Sovrappeso e vita sedentaria, secondo l’Organizzazione Mondiale della Sanità, aumentano il rischio di malattie cardiovascolari, ipertensione e diabete, osteoporosi, disturbi del metabolismo, depressione e ansia oltre che problemi all’apparato digerente. Tutti in palestra, quindi? Per mantenere un impegno come la palestra servono un tempo dedicato, una motivazione alta e costante e perseveranza, ed è difficile riuscirci con le nostre vite frenetiche.

Una soluzione ci sarebbe: incorporare l’attività fisica nella routine quotidiana, e la maniera migliore di farlo è di usare il tragitto casa-lavoro o casa-scuola per sgranchirsi le gambe a piedi o in bicicletta. Si riuscirebbero così a raggiungere i 150-300 minuti di attività moderata raccomandati dall’OMS (e si arriverebbe a scuola e al lavoro più freschi!).

Uno studio del 2021 sull’Obesity Review ha rilevato addirittura che l’assenza di piste ciclabili di qualità e l’obesità infantile sono correlate, e che laddove vengono fatti interventi che favoriscono la ciclabilità (non solo piste ciclabili ma interventi di moderazione di velocità e via dicendo), l’obesità infantile si riduce. Un esempio lampante di come il ridisegno delle città influisce sui comportamenti individuali e porta a benefici per tutti, anche in termini di salute. Altro che prova costume: con una città a misura di persona saremmo meno stressati, più in forma e molto probabilmente anche più felici.

La strada è per tutti: la campagna Carpi 30 e il diritto di tutti a muoversi (ma anche a bighellonare) in sicurezza

A Carpi la Fiab, insieme a molte altre associazioni operanti sul territorio, ha iniziato una campagna per chiedere l’abbassamento dei limiti di velocità in ambito urbano a 30 km/h, che è la norma consolidata in molte città europee. Le obiezioni non si sono fatte aspettare: un cittadino ci ha scritto che dovremmo smetterla (testuali parole) di “rompere le balle a chi con la mobilità ci lavora” perché “le strade sono piene di ostacoli umani, privi di qualsiasi motivazione per circolare”.

Sono affermazioni curiose. Per prima cosa, il cittadino dà per scontato che chi lavora usi solo l’auto per recarsi sul posto di lavoro. Non è così: una breve ricerca nella cronaca sulle vittime della violenza stradale a Carpi negli ultimi anni riporta di un operaio in bici travolto da un camionista nella rotonda tra Via dell’Industria e Via Guastalla mentre rientrava dal lavoro e di un quarantenne in bici investito sulle strisce pedonali di Via Cattani mentre andava a lavorare. Quindi c’è anche chi “con la mobilità ci lavora” ma in bici. Una sparuta minoranza? Se ci fossero meno rischi di essere investiti, probabilmente quella minoranza aumenterebbe di numero (considerato anche quel che costa oggi il carburante): proprio il limite dei 30 orari ridurrebbe di un quarto il rischio di incidenti, e della metà quello di ferimenti gravi.

• Consegna 1:
Riporta senza modifiche la parte del brano sulla mobilità ciclabile che va da "Una soluzione ci" fino a "lavoro più freschi!)." compreso.

• Record presentati:
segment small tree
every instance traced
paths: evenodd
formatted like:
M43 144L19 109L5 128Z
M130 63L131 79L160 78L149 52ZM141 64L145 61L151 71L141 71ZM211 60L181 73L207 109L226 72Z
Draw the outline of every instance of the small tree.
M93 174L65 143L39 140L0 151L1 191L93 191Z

• Consegna 2:
Indica soltanto il numero di righe dei record che contengono la parola "instance", distinguendo tra maiuscole e minuscole.

• Soluzione esercizio 1:
Una soluzione ci sarebbe: incorporare l’attività fisica nella routine quotidiana, e la maniera migliore di farlo è di usare il tragitto casa-lavoro o casa-scuola per sgranchirsi le gambe a piedi o in bicicletta. Si riuscirebbero così a raggiungere i 150-300 minuti di attività moderata raccomandati dall’OMS (e si arriverebbe a scuola e al lavoro più freschi!).

• Soluzione esercizio 2:
2